Problem to work on: Copy the lines below word for word, and leave the pictures out.

Record excerpts:
* * * * *

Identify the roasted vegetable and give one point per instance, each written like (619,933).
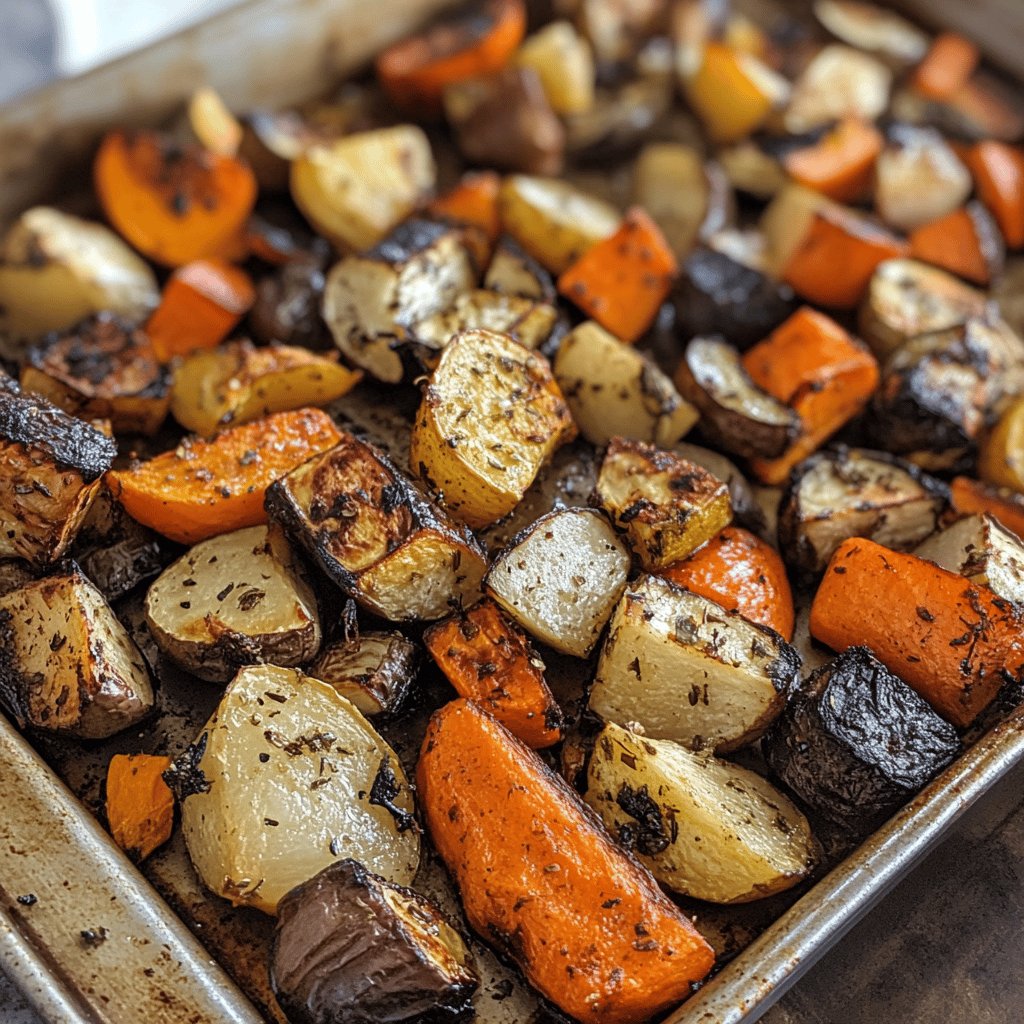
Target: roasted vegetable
(102,370)
(375,671)
(852,493)
(375,535)
(633,952)
(371,299)
(352,947)
(356,189)
(491,416)
(67,665)
(560,579)
(202,488)
(51,469)
(856,741)
(613,390)
(238,383)
(663,639)
(56,269)
(705,827)
(235,599)
(948,638)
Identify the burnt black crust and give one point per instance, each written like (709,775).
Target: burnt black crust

* * * * *

Solution to this task:
Identify the roasted vegetable and give one point per instance, each written like (619,933).
Target: roasted vegetable
(102,370)
(375,671)
(852,493)
(375,535)
(633,952)
(371,299)
(352,947)
(356,189)
(491,416)
(67,665)
(560,579)
(202,488)
(51,469)
(856,741)
(613,390)
(238,383)
(663,639)
(56,269)
(705,827)
(235,599)
(948,638)
Identify the burnt black crust and give one point per instance, each written like (709,775).
Target: burnt black crust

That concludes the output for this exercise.